◆ WRITTEN TASK ◆
Repeat every line of the entries below except the pictures, and shift each answer point by adding 114 to both its x and y coordinates.

◆ Dataset rows ◆
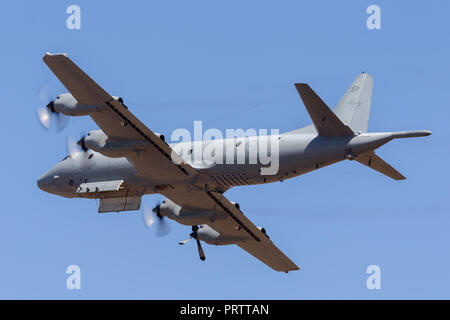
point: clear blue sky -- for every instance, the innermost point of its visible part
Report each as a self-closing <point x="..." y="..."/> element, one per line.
<point x="180" y="61"/>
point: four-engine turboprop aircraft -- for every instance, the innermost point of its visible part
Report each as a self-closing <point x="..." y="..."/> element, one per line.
<point x="126" y="160"/>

◆ EXERCISE OUTPUT ◆
point: clear blue sky -- for every instance, the innermost point of its visible part
Report each as a self-closing <point x="..." y="..."/> element, one per line.
<point x="294" y="175"/>
point: four-engine turboprop aircraft -- for every instance, the innermost point of its visible part
Report each as a self-closing <point x="..." y="..."/> element, one per line.
<point x="240" y="274"/>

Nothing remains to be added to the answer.